> **Input data**:
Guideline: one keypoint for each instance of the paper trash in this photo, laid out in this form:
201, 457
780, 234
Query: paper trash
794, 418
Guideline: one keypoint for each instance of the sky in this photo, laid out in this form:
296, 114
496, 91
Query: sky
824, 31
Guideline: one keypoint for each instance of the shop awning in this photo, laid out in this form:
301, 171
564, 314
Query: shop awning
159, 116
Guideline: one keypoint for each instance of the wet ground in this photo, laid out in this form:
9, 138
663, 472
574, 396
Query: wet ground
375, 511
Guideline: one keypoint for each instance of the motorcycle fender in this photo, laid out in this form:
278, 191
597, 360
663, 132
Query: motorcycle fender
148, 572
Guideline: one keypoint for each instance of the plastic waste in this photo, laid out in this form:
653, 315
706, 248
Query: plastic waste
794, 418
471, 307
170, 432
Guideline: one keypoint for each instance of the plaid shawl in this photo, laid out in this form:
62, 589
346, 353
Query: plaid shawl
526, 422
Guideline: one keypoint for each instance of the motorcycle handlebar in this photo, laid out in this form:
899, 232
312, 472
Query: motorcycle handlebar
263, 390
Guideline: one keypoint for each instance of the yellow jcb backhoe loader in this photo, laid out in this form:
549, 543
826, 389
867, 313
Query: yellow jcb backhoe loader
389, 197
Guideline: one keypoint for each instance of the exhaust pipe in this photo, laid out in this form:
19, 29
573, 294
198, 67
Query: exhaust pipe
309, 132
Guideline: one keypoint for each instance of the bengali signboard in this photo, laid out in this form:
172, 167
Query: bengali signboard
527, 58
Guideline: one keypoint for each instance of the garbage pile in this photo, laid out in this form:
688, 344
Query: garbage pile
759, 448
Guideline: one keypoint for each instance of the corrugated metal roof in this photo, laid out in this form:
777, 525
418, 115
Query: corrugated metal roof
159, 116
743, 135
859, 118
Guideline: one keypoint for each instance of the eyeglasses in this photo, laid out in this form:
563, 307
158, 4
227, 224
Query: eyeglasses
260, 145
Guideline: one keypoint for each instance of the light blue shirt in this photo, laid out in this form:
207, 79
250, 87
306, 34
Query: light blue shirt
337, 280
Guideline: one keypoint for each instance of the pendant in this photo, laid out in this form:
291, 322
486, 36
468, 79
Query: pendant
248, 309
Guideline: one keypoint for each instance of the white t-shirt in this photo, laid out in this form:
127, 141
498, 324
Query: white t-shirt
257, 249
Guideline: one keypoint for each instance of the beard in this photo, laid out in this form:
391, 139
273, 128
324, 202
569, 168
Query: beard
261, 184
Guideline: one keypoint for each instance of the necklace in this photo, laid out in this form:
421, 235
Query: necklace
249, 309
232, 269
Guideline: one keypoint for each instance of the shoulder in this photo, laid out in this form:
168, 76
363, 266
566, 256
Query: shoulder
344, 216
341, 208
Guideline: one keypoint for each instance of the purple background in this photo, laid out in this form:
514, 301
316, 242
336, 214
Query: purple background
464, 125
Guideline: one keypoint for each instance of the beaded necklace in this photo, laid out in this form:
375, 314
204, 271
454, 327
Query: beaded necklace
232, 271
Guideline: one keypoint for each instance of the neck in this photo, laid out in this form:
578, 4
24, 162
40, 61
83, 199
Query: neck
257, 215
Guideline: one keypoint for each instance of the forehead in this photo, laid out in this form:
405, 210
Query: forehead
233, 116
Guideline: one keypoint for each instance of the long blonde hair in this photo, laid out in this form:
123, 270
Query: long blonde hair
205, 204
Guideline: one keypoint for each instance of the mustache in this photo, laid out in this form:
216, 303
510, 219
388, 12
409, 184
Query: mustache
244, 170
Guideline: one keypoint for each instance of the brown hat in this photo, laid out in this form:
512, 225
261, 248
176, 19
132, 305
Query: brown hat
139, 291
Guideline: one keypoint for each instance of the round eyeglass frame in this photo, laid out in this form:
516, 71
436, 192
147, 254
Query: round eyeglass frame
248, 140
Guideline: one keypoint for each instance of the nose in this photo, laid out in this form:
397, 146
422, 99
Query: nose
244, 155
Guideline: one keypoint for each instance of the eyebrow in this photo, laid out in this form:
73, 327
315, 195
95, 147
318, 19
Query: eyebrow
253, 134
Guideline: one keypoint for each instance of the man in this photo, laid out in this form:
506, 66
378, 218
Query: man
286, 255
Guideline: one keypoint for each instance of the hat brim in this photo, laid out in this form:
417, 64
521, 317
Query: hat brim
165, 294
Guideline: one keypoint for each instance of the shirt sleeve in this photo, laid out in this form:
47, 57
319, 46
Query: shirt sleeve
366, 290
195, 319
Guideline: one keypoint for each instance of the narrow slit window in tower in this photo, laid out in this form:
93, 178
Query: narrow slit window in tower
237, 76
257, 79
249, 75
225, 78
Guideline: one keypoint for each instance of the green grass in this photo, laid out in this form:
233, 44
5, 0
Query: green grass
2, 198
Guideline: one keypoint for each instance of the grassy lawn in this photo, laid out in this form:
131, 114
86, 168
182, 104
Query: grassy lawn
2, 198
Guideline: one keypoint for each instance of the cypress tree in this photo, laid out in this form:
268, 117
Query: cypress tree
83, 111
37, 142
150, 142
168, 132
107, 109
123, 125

> **What this task involves**:
An exact copy of every record is what the answer must contain.

> **Your response**:
Guideline: one keypoint for each instance of the paper trash in this photo, laid out in this form:
201, 457
780, 234
Query: paper trash
794, 418
Guideline: one keypoint for each instance of the sky in this photo, laid out in this form:
296, 114
496, 91
Query: sky
824, 31
Guideline: one keypoint for each instance of the shop awning in this photo, laid out in this form:
301, 171
564, 314
Query: shop awning
159, 116
Guideline: one keypoint for each instance of the wet ground in this photo, laid out in this form:
9, 138
663, 472
574, 396
Query: wet ground
375, 511
Guideline: one keypoint for each instance of the motorcycle fender in this photo, laid out in this form:
278, 191
597, 360
663, 132
Query: motorcycle fender
148, 572
Guideline: one keypoint for each instance of the plastic waste in this photo, laid out in this form:
653, 315
706, 248
Query: plastic waste
794, 418
471, 307
170, 432
Guideline: one keypoint for each instance of the plaid shawl in this photo, laid out in this form:
62, 589
346, 353
Query: plaid shawl
526, 422
Guideline: one keypoint for each instance of the motorcycle handlebar in this photo, laid out in this form:
899, 232
312, 472
Query: motorcycle handlebar
263, 390
Guideline: one keypoint for each instance of the yellow jcb backhoe loader in this photo, laid out in this form:
549, 543
826, 389
867, 313
Query: yellow jcb backhoe loader
389, 197
Guideline: one keypoint for each instance of the exhaust pipe in this photo, laid out in this form:
19, 29
573, 294
198, 67
Query: exhaust pipe
309, 132
Guideline: one keypoint for each instance of the bengali signboard in this photo, laid out in this form:
172, 167
Query: bengali signboard
527, 58
Guideline: one keypoint for each instance of the garbage pile in this photo, laid out in this form:
688, 344
Query: garbage pile
759, 448
Guideline: one keypoint for each instance of the corrugated metal roof in this photo, laid out in this form:
777, 525
418, 115
Query: corrugated metal roof
159, 116
743, 135
859, 118
Guideline: one keypoint for each instance of the eyeglasses in this photo, laid out in this form:
563, 307
158, 4
227, 224
Query: eyeglasses
260, 145
Guideline: one keypoint for each instance of the light blue shirt in this photo, laid out in this form:
207, 79
250, 87
306, 34
Query: light blue shirt
337, 280
Guideline: one keypoint for each instance of the pendant in this photo, laid out in this form:
291, 322
486, 36
468, 79
Query: pendant
248, 309
Guideline: one keypoint for each instance of the white t-shirt in this photo, laid out in this form:
127, 141
498, 324
Query: white t-shirt
257, 249
Guideline: one keypoint for each instance of the beard in this photo, laid out in this form:
391, 139
273, 128
324, 202
569, 168
Query: beard
261, 184
Guideline: one keypoint for each instance of the necklace in this photo, laid out in this form:
421, 235
Query: necklace
249, 309
232, 269
Guideline: one keypoint for each instance of the shoulder in this photo, laid out in this form:
168, 76
363, 266
566, 256
Query: shoulder
344, 216
341, 208
Guideline: one keypoint for each instance of the purple background in this photo, laid out in this form:
514, 301
316, 242
336, 214
Query: purple background
464, 125
Guideline: one keypoint for each instance of the beaded necklace in this photo, laid out in this form:
375, 314
204, 271
454, 327
Query: beaded necklace
232, 271
Guideline: one keypoint for each instance of the neck in this photo, laid out in this form:
578, 4
24, 162
40, 61
83, 199
Query: neck
257, 215
Guideline: one keypoint for each instance of the forehead in this photo, laid out in this form:
405, 210
Query: forehead
233, 116
Guideline: one keypoint for each instance of the long blonde hair in this photo, laid out in this form:
123, 270
Query: long blonde hair
205, 204
Guideline: one keypoint for each instance of the mustache in this photo, laid out in this form:
216, 303
510, 219
388, 12
409, 184
Query: mustache
244, 170
Guideline: one keypoint for each instance of the brown hat in this photo, laid out in this form:
512, 225
261, 248
176, 19
132, 305
Query: brown hat
139, 291
Guideline: one keypoint for each instance of the round eyeglass frame in this photo, laid out in this form:
516, 71
436, 192
147, 254
Query: round eyeglass frame
248, 140
Guideline: one keypoint for each instance of the nose in this photo, laid out in this form:
397, 146
422, 99
Query: nose
244, 155
Guideline: one keypoint for each instance of the eyebrow in this photo, laid out in this form:
73, 327
315, 195
95, 147
318, 19
Query: eyebrow
253, 134
Guideline: one keypoint for each instance of the man in this photo, laid out in this form:
506, 66
378, 218
Query: man
286, 255
Guideline: one keypoint for each instance of the hat brim in this photo, laid out in this form:
417, 64
521, 317
Query: hat brim
165, 294
Guideline: one keypoint for each instance of the shirt sleeve in this photo, laid out in this form:
47, 57
319, 46
Query: shirt sleeve
366, 290
195, 319
Guideline: one keypoint for each instance of the narrow slit window in tower in this photo, laid out in this form:
93, 178
Query: narrow slit window in tower
237, 76
257, 79
249, 75
225, 78
Guideline: one keypoint for each instance of the green grass in this photo, laid out in this form:
233, 44
5, 0
Query: green grass
2, 198
Guideline: one keypoint for each instance of the grassy lawn in this photo, laid out in this form:
131, 114
86, 168
182, 104
Query: grassy lawn
2, 198
Guideline: one keypoint for each instance of the cypress tree in this photo, laid out in this form:
268, 117
Query: cypress tree
83, 111
37, 142
150, 142
168, 132
107, 109
123, 125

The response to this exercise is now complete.